THE TASK » Decide whether each statement agrees with the chemicals passage, answering yes or no and quoting the deciding words of the passage. 1. SDS and ethanol were both purchased from MERCK Germany. 2. Bradford reagent was purchased from SIGMA (USA). 3. The magnesium sulphate heptahydrate had a purity of 99.5%.

TEXT SECTION »
Acetylthiocholine, butyrylthiocholine, propionylthiocholine, 5,5′-dithio-bis (γ-nitrobenzoic acid) (DTNB), eserine hemisulfate salt, tetraisopropylpyrophosphoramide (ISO-OMPA), 1,5-bis (4 -allyldimethyl ammoniumphenyl)-pentan-3-one dibromide (BW284C51), lyophilised acetylcholinesterase from Electrophorus electricus and γ-bovine globulins were purchased from SIGMA (USA). Bradford reagent was purchased from BIO-RAD UK. SDS (99% pure) and ethanol (99% pure) were purchased from MERCK Germany. Chemicals used for the ASTM hard water medium [Citation10] preparation (sodium hydrogen carbonate, magnesium sulphate heptahydrate, calcium sulphate dihydrate and potassium chloride) were purchased from Merck KgaA, Darmstadt, Germany, with degrees of purity of 99.5%, 99%, 99% and 99.5%, respectively.

Dataset entries »
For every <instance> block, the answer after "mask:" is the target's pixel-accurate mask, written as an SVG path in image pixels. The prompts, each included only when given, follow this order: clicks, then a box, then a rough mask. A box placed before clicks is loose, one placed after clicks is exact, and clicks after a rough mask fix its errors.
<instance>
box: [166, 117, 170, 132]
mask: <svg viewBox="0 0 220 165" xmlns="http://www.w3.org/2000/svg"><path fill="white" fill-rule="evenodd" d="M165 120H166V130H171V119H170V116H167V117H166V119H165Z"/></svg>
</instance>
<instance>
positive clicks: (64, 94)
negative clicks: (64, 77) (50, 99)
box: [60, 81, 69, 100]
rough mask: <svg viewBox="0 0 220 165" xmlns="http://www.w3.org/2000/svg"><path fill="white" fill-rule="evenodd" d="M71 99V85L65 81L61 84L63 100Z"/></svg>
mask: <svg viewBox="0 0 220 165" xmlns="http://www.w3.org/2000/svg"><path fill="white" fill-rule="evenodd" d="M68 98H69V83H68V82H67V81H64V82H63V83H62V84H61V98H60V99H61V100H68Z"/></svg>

RESPONSE TO THE TASK »
1. Yes: "SDS (99% pure) and ethanol (99% pure) were purchased from MERCK Germany."
2. No: "Bradford reagent was purchased from BIO-RAD UK."
3. No: the salts are listed as "sodium hydrogen carbonate, magnesium sulphate heptahydrate, calcium sulphate dihydrate and potassium chloride" "with degrees of purity of 99.5%, 99%, 99% and 99.5%, respectively," so magnesium sulphate heptahydrate was 99%.